* _WHAT NEEDS TO BE DONE_: Reproduce the records word for word, starting at the line that contains "Return a point for each instance of the cabin" and ending at the last line of the records, with both ends included.

* _MATERIAL_:

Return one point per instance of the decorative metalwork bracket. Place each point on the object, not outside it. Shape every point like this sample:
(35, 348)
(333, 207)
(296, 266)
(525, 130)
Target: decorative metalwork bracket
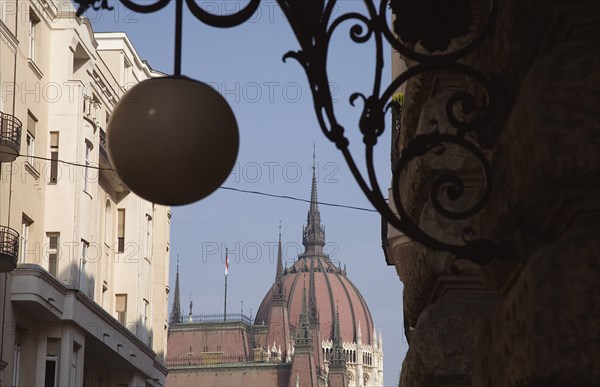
(313, 25)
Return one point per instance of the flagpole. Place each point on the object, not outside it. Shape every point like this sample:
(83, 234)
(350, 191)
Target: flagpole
(226, 272)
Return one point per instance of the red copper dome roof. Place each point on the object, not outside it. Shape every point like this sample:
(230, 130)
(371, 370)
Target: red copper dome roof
(332, 289)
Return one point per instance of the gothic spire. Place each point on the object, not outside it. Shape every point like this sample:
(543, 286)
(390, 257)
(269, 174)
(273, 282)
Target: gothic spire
(337, 352)
(279, 290)
(313, 234)
(176, 312)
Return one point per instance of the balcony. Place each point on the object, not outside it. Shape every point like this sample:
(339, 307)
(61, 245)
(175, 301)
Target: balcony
(9, 249)
(10, 137)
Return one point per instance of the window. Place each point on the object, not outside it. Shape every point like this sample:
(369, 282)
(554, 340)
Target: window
(53, 251)
(121, 307)
(107, 222)
(82, 274)
(73, 373)
(25, 226)
(33, 31)
(86, 169)
(53, 158)
(30, 139)
(121, 231)
(148, 246)
(146, 311)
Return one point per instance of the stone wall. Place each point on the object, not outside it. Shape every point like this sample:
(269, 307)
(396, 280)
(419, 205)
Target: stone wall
(532, 319)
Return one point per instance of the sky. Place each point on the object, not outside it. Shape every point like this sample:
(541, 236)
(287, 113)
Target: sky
(278, 128)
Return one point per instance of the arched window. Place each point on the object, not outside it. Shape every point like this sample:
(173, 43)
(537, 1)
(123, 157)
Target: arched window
(108, 223)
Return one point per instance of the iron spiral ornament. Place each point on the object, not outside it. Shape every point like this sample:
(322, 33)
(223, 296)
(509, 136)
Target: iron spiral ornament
(313, 24)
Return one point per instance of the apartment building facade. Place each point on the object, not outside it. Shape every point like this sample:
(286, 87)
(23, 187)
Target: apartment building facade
(87, 301)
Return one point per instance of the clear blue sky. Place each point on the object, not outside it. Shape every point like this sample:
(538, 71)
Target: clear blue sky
(273, 107)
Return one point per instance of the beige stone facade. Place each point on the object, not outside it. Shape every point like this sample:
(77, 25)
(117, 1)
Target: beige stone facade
(532, 319)
(87, 302)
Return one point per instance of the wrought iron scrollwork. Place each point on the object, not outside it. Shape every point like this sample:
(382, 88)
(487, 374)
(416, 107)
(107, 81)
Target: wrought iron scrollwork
(421, 38)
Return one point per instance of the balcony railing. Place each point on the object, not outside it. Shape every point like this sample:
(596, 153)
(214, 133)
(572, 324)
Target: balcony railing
(10, 137)
(103, 144)
(206, 359)
(219, 317)
(9, 249)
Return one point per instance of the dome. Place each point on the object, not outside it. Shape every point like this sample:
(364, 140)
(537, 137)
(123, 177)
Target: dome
(332, 288)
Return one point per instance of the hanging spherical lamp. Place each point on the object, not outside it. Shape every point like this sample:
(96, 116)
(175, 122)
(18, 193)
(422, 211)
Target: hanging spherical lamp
(172, 140)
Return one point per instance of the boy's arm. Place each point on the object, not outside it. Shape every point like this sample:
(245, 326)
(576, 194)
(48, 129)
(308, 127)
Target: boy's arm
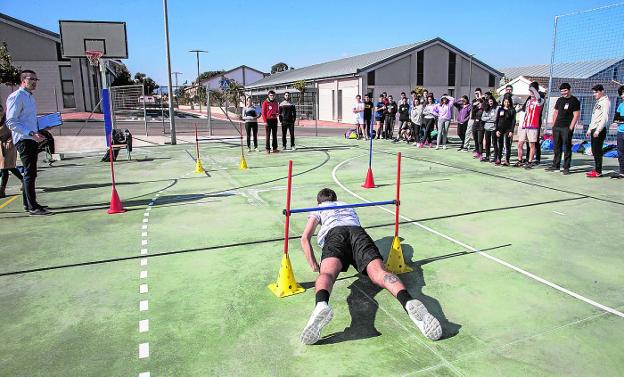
(306, 245)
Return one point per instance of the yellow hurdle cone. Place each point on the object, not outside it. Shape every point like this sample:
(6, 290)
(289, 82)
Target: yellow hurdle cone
(199, 169)
(286, 284)
(396, 262)
(243, 164)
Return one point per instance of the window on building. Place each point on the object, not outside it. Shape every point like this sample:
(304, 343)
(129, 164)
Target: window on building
(420, 67)
(339, 105)
(371, 78)
(67, 87)
(451, 72)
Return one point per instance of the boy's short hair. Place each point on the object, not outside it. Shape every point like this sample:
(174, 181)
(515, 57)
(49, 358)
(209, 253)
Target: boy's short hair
(326, 195)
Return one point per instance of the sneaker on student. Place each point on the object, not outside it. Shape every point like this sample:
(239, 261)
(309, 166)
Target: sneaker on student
(39, 212)
(320, 317)
(426, 323)
(593, 174)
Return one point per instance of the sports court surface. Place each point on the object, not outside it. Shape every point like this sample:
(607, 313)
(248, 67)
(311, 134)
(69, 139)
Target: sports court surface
(523, 268)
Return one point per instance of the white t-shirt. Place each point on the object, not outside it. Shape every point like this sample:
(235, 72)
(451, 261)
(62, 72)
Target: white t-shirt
(359, 116)
(332, 218)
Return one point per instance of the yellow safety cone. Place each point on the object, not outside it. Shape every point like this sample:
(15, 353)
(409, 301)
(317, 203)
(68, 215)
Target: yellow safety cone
(243, 164)
(286, 284)
(199, 169)
(396, 262)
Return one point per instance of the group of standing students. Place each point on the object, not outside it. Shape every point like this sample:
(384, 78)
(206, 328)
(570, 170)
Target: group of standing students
(491, 122)
(271, 112)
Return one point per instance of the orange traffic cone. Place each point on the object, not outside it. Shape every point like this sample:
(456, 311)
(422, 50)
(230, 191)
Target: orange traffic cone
(369, 182)
(115, 206)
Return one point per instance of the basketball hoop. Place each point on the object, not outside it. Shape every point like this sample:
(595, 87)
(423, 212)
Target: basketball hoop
(94, 57)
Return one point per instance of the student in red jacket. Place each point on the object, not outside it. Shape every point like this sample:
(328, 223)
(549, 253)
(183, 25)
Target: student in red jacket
(270, 111)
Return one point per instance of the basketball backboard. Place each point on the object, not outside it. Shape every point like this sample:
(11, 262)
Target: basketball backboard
(106, 36)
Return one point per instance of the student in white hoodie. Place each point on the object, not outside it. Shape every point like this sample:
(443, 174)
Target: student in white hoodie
(598, 128)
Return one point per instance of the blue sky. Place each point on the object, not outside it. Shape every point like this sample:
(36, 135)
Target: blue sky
(300, 33)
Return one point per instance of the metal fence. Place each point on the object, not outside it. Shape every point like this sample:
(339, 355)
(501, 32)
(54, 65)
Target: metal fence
(588, 49)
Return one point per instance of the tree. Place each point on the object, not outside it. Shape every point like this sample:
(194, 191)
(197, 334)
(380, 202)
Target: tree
(9, 74)
(279, 67)
(148, 83)
(122, 76)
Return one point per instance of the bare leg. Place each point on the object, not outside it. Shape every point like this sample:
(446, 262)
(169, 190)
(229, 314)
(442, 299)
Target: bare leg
(426, 323)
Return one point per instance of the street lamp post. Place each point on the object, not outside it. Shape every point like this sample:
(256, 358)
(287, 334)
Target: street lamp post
(198, 83)
(169, 88)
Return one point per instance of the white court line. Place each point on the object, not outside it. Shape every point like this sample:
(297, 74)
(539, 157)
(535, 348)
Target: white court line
(144, 325)
(482, 253)
(143, 350)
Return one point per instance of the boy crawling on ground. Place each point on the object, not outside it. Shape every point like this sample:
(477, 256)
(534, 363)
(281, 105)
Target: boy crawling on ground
(345, 243)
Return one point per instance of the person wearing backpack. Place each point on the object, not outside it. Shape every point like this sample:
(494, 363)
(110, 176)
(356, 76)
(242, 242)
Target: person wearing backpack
(489, 117)
(416, 117)
(405, 127)
(270, 110)
(618, 119)
(391, 110)
(287, 117)
(505, 122)
(250, 116)
(566, 114)
(597, 130)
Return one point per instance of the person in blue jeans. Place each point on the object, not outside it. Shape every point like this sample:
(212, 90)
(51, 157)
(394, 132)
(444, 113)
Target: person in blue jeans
(619, 120)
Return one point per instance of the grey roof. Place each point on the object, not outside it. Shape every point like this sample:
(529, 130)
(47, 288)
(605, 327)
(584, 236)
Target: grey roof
(575, 70)
(346, 66)
(340, 67)
(30, 26)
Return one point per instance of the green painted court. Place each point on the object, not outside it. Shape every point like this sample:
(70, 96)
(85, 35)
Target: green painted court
(523, 268)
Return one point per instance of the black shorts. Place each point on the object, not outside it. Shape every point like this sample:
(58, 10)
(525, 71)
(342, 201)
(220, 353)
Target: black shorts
(352, 245)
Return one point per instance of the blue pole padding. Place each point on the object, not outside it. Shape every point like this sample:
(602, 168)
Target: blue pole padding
(108, 124)
(328, 208)
(370, 146)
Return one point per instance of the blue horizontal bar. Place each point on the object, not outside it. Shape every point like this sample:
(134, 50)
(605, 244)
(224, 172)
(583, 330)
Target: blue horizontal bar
(371, 204)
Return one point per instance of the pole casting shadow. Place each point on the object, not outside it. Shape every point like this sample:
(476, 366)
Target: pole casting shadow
(363, 306)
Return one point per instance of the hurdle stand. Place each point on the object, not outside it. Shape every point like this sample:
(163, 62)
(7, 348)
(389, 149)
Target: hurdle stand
(286, 284)
(369, 181)
(199, 169)
(243, 163)
(396, 262)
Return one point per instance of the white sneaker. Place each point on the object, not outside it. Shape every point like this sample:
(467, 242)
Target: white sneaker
(320, 317)
(426, 323)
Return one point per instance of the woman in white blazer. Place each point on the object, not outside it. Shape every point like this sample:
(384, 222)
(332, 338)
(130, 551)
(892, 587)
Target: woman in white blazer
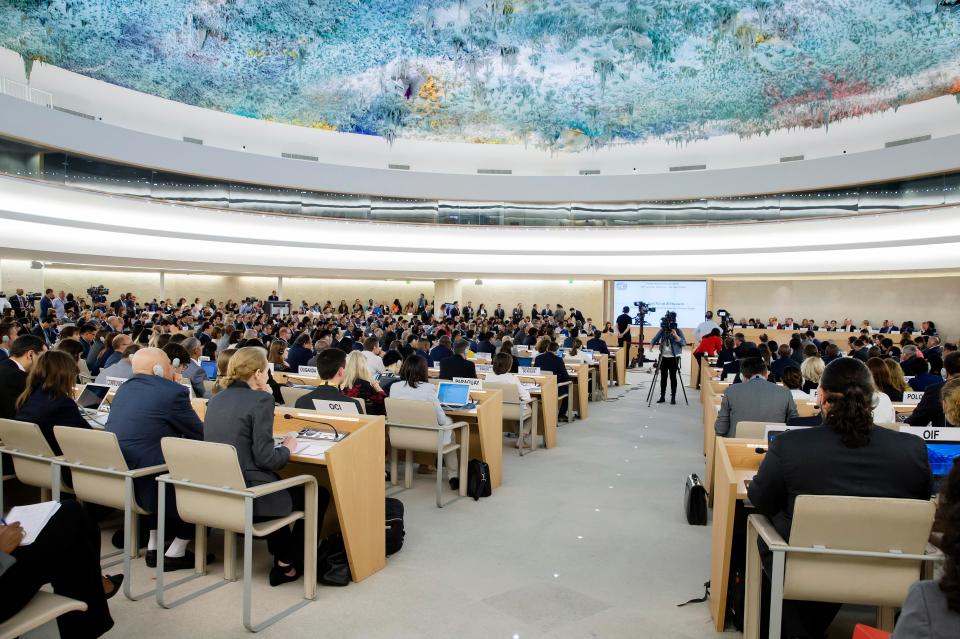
(415, 384)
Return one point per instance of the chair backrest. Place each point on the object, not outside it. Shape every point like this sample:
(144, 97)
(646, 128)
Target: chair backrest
(856, 523)
(28, 438)
(210, 465)
(511, 394)
(291, 394)
(753, 430)
(98, 448)
(411, 412)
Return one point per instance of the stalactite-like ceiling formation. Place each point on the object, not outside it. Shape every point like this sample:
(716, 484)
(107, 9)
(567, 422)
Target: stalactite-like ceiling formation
(558, 74)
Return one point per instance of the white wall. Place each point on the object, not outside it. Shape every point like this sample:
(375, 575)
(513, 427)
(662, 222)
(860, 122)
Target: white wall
(897, 299)
(586, 295)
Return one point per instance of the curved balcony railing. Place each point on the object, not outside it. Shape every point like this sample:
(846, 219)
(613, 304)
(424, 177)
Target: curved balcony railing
(70, 170)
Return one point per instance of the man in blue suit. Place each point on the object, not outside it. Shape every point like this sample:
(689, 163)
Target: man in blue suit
(148, 407)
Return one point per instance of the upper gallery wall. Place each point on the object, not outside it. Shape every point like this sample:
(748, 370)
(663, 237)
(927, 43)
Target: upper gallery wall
(553, 74)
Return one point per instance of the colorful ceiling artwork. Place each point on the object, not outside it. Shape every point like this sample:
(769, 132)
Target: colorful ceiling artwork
(556, 74)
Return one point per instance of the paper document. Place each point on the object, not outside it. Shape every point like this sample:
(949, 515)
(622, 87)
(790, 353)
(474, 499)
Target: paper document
(33, 518)
(313, 448)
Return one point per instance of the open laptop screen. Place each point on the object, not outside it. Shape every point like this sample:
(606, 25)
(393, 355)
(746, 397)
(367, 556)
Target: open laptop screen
(92, 396)
(210, 368)
(453, 394)
(941, 456)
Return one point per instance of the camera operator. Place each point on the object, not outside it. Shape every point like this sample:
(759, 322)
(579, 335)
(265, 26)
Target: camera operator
(623, 333)
(671, 342)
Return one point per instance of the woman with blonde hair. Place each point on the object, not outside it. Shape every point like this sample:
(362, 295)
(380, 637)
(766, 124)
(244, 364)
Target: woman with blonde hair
(950, 397)
(359, 384)
(897, 380)
(812, 369)
(241, 415)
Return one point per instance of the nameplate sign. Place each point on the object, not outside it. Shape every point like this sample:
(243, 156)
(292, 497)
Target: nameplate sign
(475, 384)
(330, 406)
(931, 434)
(912, 397)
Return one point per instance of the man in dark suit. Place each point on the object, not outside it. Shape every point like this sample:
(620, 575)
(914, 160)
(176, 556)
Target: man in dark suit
(441, 351)
(300, 353)
(24, 352)
(783, 361)
(485, 344)
(19, 304)
(930, 409)
(548, 360)
(843, 457)
(457, 365)
(597, 344)
(753, 400)
(148, 407)
(330, 365)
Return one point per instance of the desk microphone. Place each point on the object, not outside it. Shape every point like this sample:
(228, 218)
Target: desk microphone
(336, 433)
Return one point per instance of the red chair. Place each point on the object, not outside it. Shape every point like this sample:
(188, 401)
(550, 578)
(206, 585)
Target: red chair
(861, 631)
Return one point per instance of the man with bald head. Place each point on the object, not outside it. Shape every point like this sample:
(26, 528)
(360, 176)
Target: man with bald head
(149, 406)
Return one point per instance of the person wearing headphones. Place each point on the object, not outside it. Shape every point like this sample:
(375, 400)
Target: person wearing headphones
(149, 406)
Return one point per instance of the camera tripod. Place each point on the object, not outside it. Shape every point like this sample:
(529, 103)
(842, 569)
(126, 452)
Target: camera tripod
(656, 374)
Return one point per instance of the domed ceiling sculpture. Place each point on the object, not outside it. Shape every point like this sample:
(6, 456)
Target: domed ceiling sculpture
(557, 74)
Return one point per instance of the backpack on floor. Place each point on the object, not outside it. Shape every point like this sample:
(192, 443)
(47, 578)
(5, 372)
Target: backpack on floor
(478, 479)
(695, 501)
(394, 525)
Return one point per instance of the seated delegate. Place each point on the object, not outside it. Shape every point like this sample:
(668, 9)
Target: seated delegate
(330, 367)
(149, 406)
(242, 415)
(66, 554)
(47, 401)
(415, 384)
(848, 455)
(932, 608)
(753, 400)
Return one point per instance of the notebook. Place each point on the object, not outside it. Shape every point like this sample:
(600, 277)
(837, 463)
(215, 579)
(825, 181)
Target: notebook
(33, 518)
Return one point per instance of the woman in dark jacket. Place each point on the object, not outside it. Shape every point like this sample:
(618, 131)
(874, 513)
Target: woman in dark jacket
(241, 415)
(47, 400)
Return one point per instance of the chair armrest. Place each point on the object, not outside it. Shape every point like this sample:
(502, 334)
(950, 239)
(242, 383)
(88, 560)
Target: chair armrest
(767, 532)
(149, 470)
(281, 484)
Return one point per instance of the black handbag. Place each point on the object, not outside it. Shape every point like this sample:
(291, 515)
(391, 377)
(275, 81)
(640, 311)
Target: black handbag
(695, 501)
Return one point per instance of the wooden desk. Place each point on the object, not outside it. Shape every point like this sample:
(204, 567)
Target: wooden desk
(352, 470)
(486, 431)
(293, 378)
(620, 365)
(737, 460)
(547, 419)
(580, 387)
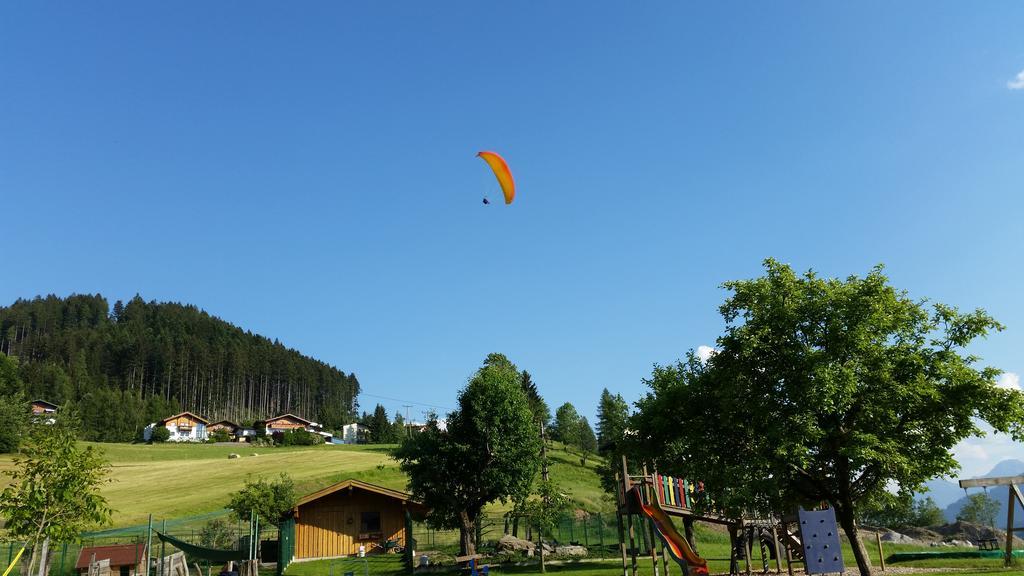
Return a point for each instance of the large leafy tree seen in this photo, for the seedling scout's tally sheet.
(542, 414)
(824, 389)
(488, 452)
(566, 428)
(54, 491)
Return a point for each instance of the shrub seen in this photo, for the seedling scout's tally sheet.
(160, 434)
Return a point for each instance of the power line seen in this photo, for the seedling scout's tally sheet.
(406, 400)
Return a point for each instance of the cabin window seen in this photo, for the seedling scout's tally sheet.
(370, 522)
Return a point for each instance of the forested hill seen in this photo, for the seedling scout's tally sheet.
(130, 364)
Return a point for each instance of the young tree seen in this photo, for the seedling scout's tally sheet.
(380, 426)
(268, 499)
(980, 508)
(824, 391)
(54, 491)
(612, 415)
(566, 428)
(587, 440)
(544, 510)
(489, 452)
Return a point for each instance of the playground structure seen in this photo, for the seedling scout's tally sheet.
(1014, 497)
(658, 498)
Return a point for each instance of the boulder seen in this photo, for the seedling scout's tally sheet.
(510, 543)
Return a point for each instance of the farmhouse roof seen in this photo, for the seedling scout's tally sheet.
(283, 416)
(119, 554)
(193, 415)
(359, 485)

* _FINAL ANSWER_:
Return a point for each instance of the cabin window seen in this photo, for the seedling scout's tally sheet.
(370, 522)
Return a point for each instance of the forested hill seen in this photo, for the seedling scout's tally sheet.
(130, 364)
Return a point for each instance of the young tree seen in this photo, for the seedling scout's tally sheet.
(380, 426)
(268, 499)
(980, 508)
(824, 391)
(54, 491)
(612, 415)
(566, 428)
(587, 440)
(544, 510)
(489, 452)
Return a point for each instance of the playground structure seen in this photo, for the seedling scout's tally sheet.
(1014, 497)
(658, 498)
Return a point for each instance of the boulder seen in this photo, for the seedling scout's tally sheet.
(510, 543)
Return a point for each instance of the farmhouse roof seen in this photo, for the seedling scout's tally sheet.
(283, 416)
(119, 554)
(193, 415)
(359, 485)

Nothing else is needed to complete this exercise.